== SOURCE EXTRACT ==

Customer Discovery

The Reason They Will Do Business with You

As I stated in my previous article, many people start off in business because they have a great idea.  Having a great idea is a good start, but you need to make sure it’s something a customer needs and wants. You need to validate that they need it and want it enough to pay you. That’s the purpose of Customer Discovery.

Business is all about solving problems. You must offer your customers cost-effective solutions to problems they want to solve. If you don’t, you’ll waste a lot of time, energy, and money pursuing an idea that will ultimately fail.

You must offer your customers cost-effective solutions to problems they want to solve!

Customer Discovery…Validating the Need

So how do you make sure your ideas are valuable enough that they will be profitable? You must talk with your customers, or potential customers, to gain a good understanding of their needs. It’s one thing to have a great idea that you believe in, and it’s important that you are passionate about it. But you have to make sure that it will make enough difference for a customer that they will spend money to have it.

== INFORMATION GIVEN ==
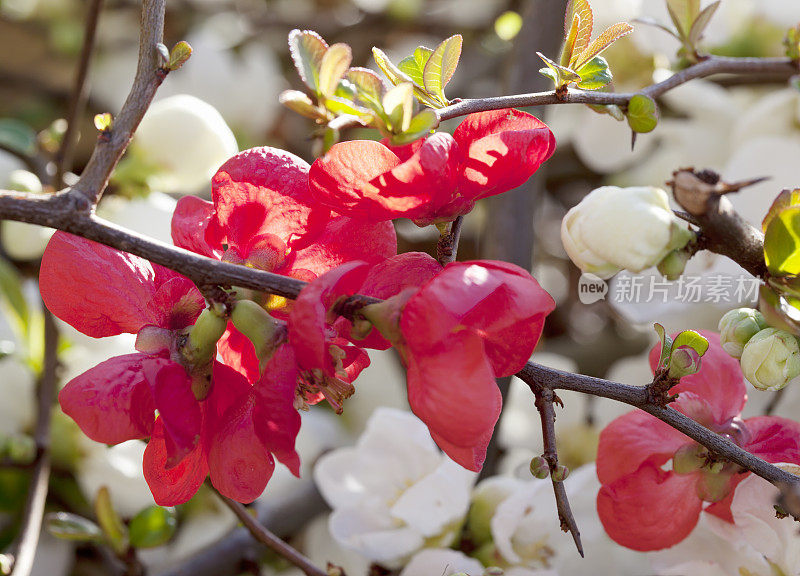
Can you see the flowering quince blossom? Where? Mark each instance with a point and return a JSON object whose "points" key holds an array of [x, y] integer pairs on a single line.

--

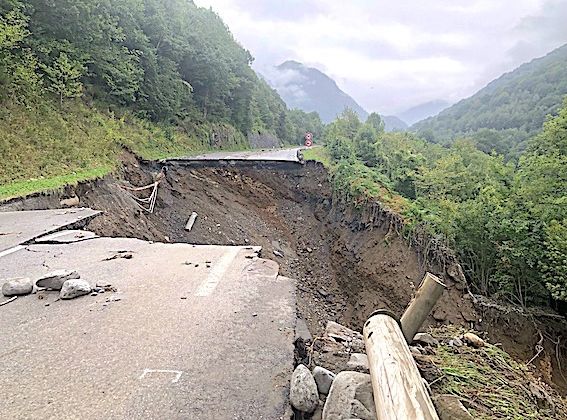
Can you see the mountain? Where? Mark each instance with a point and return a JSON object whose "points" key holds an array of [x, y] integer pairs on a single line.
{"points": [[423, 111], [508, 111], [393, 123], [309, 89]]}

== TO DO ==
a: In the customer discovery article, what does the author say business is all about?
b: Using the customer discovery article, explain why you must offer customers cost-effective solutions to problems they want to solve.

== PROBLEM SOLUTIONS ==
a: Solving problems.

b: If you don't, you'll waste a lot of time, energy, and money pursuing an idea that will ultimately fail.